### [To do]
Run through the records and, wherever a line holds the word "slash", return that line.
##### Input data
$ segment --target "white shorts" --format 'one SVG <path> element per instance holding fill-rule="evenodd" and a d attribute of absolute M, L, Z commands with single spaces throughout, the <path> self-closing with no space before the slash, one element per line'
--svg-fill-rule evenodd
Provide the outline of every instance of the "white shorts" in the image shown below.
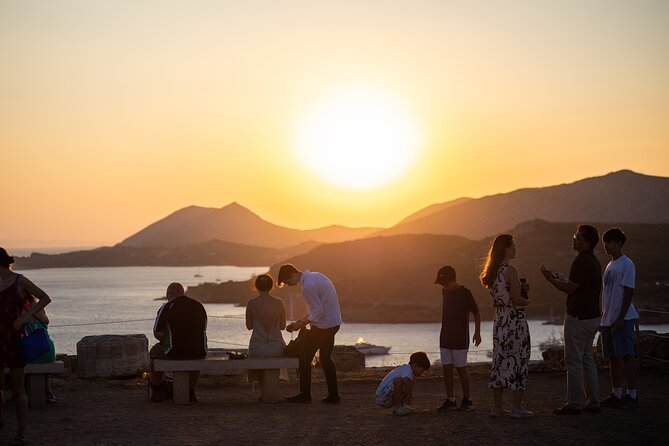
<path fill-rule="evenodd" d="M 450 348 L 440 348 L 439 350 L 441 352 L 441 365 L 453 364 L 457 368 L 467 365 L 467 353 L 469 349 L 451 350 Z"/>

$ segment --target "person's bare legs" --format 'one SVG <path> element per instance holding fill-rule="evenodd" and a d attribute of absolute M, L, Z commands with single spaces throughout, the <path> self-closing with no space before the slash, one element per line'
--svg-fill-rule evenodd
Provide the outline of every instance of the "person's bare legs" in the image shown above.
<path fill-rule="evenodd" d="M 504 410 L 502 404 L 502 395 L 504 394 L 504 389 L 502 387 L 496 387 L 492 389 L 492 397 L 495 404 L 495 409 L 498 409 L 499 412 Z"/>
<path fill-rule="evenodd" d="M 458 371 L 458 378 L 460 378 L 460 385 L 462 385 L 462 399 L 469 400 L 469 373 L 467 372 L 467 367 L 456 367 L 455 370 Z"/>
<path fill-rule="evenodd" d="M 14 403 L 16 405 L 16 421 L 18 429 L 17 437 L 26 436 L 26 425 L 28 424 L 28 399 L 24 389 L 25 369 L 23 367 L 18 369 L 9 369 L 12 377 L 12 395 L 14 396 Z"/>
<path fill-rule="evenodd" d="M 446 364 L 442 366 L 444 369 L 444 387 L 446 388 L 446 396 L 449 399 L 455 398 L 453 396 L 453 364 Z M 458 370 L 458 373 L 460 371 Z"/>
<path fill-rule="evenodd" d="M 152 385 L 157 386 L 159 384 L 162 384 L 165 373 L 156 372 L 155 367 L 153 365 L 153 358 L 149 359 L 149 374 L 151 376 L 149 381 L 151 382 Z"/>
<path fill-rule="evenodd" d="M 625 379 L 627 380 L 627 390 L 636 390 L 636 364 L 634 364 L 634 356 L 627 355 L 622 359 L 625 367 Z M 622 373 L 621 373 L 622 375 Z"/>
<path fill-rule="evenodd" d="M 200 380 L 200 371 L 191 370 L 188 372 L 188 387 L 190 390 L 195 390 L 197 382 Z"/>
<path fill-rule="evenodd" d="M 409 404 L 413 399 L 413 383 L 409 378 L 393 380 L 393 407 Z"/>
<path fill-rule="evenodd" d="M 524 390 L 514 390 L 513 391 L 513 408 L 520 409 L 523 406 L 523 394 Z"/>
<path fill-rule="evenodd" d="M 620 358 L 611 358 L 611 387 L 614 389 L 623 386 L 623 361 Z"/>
##########
##### Input data
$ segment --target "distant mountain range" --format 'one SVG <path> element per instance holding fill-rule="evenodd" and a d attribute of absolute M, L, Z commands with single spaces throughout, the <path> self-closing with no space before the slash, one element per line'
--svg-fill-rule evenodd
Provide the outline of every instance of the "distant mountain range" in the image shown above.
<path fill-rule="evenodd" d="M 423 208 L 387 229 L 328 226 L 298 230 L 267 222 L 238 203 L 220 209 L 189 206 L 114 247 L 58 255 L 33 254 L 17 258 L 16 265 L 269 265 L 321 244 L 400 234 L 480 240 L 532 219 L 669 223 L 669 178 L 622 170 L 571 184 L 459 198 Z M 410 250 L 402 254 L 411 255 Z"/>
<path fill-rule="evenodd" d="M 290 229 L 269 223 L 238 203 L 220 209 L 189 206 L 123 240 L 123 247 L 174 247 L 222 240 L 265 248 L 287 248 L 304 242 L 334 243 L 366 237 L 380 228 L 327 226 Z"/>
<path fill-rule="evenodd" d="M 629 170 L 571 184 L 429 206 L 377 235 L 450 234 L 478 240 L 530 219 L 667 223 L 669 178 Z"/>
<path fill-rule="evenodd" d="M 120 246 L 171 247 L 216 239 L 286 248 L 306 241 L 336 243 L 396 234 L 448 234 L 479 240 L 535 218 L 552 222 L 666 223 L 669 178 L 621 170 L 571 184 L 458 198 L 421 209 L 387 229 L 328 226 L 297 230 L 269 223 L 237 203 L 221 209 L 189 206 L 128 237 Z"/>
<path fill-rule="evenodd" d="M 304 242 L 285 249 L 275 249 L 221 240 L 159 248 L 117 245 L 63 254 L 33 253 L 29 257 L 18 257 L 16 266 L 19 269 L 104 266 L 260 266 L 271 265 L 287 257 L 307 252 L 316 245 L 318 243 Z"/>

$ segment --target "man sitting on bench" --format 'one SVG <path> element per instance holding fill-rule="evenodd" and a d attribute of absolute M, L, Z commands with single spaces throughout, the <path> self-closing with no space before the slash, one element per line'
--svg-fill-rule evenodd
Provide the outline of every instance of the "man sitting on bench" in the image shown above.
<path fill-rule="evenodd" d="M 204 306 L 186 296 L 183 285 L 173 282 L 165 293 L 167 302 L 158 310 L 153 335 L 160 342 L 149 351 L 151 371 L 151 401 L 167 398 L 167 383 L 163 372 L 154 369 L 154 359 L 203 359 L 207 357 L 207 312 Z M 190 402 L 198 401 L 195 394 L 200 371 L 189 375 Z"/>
##########
### [Answer to this problem]
$ segment --target "white shorts" --format 'one SVG <path> element per instance holding fill-rule="evenodd" and a d attribute of absolute M, L, Z commands with single spaces throughout, the <path> self-closing with no space before the slash, one element per line'
$ segment --target "person's bare legs" --format 'one SVG <path> element per instance holding fill-rule="evenodd" and a d attribute of absolute M, L, Z commands with single spaces throughout, the <path> self-closing with no space before the slash, one element per line'
$ segment --target "distant mountain range" --format 'one SVG <path> element per instance holding fill-rule="evenodd" and a d attribute of absolute M, L, Z commands with single spaces throughout, the <path> self-closing with no space before the slash, one element per line'
$ segment --target "man sitting on bench" --format 'one SVG <path> element per instance holding fill-rule="evenodd" and a d attribute of absolute M, L, Z commands with single spaces throughout, the <path> self-closing with no space before the slash, one element per line'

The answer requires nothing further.